_PROBLEM DESCRIPTION:_ Please copy the data from the line that has "Where can you see the utility" through the line that has "point(899, 77)", changing each "utility pole" to "telephone pole". Keep everything else the same.

_EXERCISE MATERIALS:_
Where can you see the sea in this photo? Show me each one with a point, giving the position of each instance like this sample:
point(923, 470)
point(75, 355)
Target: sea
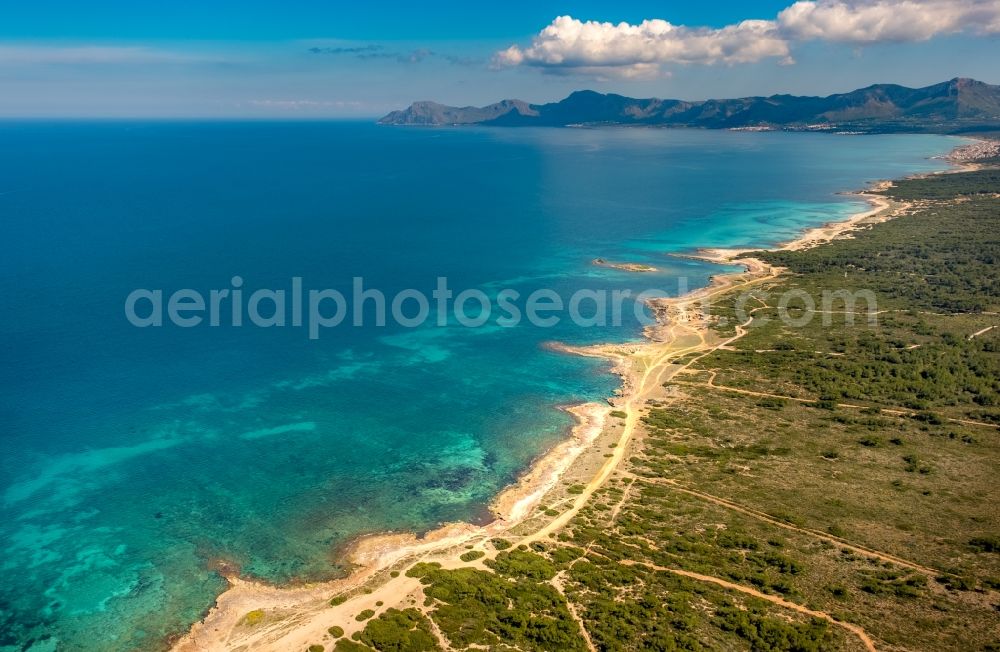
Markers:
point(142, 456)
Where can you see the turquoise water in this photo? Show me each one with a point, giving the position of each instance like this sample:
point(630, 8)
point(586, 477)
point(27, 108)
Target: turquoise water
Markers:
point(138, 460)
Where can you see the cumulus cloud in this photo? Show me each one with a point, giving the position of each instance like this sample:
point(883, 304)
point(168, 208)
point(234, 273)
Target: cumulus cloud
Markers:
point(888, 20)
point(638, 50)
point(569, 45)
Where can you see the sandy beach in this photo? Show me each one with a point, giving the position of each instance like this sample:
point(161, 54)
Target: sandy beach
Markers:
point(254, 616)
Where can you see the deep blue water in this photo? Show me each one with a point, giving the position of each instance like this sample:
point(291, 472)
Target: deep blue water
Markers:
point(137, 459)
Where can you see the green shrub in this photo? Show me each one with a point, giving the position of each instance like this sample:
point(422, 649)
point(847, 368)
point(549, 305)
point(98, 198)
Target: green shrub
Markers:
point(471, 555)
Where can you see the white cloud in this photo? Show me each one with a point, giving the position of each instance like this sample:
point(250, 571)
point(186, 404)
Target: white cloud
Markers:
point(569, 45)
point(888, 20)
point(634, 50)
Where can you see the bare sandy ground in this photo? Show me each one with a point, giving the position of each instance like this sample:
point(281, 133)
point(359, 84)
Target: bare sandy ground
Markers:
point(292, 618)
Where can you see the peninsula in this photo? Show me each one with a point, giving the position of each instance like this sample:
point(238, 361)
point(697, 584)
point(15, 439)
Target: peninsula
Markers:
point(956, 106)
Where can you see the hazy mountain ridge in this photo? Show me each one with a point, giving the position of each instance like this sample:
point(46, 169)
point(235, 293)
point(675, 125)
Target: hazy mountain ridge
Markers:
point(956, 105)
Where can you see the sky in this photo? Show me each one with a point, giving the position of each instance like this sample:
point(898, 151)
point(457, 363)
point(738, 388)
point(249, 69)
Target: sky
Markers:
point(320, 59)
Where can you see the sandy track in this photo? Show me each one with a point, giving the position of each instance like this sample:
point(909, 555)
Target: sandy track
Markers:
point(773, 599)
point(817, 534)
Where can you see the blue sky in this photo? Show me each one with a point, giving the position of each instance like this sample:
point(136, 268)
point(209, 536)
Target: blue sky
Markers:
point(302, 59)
* * *
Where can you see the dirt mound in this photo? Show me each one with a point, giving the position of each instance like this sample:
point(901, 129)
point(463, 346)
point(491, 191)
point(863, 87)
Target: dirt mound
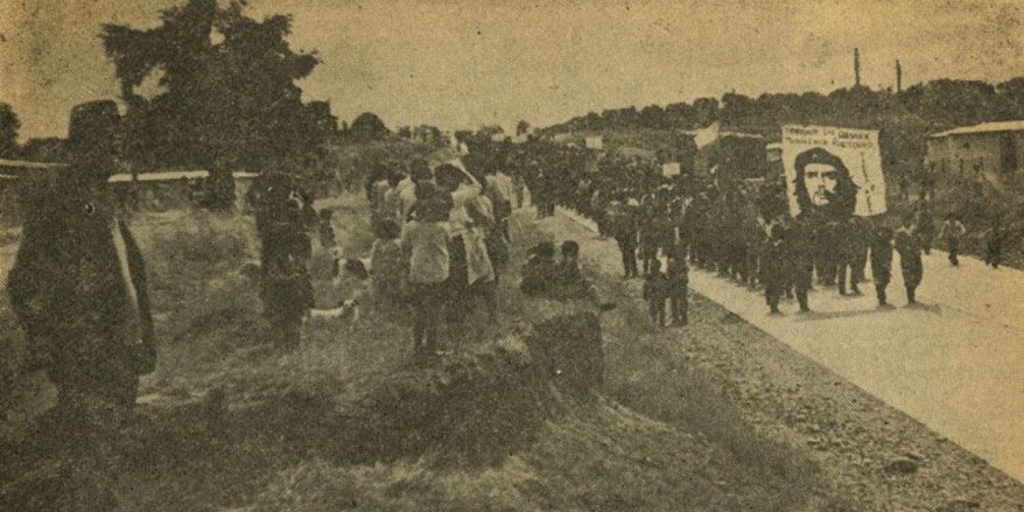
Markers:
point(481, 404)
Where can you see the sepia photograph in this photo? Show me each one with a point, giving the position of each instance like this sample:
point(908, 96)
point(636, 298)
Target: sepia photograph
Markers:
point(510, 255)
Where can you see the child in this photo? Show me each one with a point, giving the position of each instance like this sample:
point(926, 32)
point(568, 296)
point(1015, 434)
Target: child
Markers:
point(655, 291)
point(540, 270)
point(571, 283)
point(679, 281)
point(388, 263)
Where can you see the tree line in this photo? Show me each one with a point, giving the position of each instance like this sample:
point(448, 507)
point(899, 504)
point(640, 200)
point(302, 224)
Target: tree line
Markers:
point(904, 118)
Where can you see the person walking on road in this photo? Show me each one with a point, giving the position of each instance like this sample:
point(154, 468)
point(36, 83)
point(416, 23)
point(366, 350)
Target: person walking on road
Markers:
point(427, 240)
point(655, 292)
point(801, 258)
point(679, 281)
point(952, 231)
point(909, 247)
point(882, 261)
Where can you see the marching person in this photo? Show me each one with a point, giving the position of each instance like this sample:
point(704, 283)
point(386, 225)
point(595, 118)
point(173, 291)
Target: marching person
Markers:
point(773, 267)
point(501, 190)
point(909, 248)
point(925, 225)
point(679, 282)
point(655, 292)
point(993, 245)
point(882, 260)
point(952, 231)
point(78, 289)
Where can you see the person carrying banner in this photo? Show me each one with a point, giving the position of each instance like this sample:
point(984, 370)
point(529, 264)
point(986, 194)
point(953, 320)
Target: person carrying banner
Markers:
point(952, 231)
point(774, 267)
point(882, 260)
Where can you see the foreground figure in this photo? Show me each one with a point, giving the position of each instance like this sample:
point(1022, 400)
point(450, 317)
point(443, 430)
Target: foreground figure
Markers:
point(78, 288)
...
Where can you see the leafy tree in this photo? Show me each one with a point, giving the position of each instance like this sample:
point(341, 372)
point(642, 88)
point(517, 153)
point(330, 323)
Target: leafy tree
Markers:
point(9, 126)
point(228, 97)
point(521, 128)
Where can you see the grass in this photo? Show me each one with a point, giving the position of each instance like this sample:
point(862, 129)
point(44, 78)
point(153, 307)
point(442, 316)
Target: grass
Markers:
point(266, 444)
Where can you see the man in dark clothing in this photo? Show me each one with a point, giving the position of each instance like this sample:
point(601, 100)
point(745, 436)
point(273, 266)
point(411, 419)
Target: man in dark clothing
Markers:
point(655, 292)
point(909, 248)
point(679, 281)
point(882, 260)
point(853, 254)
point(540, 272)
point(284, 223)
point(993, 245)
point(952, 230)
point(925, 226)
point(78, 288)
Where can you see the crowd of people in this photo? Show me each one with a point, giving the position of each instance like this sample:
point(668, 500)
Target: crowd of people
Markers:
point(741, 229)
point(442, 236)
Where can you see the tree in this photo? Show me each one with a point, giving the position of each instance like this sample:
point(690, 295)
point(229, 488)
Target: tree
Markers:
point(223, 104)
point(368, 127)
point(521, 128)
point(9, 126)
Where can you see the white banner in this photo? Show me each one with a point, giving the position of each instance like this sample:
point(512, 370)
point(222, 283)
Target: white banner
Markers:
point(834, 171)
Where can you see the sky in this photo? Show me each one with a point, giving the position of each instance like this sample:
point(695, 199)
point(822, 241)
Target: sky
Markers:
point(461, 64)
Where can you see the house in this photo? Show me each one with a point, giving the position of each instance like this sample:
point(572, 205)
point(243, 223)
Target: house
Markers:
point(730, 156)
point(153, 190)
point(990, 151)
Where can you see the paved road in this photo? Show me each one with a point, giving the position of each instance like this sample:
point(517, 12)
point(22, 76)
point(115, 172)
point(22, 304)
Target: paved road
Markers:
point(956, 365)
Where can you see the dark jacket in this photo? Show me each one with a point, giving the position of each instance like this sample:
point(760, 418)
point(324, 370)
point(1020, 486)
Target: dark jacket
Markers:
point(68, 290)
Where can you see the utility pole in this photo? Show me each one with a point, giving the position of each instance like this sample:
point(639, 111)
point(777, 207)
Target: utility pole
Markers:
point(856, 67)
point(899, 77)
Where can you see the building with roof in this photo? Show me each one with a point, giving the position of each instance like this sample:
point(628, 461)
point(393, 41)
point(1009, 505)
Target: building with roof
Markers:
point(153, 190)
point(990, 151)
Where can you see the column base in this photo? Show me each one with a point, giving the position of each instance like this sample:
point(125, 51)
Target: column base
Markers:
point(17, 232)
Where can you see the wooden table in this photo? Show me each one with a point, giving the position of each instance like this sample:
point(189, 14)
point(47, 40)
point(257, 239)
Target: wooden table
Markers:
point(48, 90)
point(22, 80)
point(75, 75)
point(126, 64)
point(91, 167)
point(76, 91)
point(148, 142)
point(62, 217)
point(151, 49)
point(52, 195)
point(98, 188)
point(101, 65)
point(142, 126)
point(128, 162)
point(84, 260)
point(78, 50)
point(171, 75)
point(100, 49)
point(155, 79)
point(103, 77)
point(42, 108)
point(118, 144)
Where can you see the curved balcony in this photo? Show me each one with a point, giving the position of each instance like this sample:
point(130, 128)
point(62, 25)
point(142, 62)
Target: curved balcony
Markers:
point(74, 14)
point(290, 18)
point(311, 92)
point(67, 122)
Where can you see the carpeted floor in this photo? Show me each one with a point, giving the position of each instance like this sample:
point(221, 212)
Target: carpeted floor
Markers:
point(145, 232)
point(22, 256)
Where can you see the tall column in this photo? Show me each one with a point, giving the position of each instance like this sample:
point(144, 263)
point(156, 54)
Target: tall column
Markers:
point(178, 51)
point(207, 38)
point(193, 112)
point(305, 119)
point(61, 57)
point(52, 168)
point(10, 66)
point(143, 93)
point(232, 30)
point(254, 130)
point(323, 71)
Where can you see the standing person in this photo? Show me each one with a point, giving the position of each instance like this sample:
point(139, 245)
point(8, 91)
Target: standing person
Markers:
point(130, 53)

_FULL ANSWER:_
Where can you see the telephone pole in this photo? Show me each one with a point, giving the position of each instance like this sample:
point(639, 111)
point(777, 207)
Target: telephone pole
Markers:
point(856, 67)
point(899, 77)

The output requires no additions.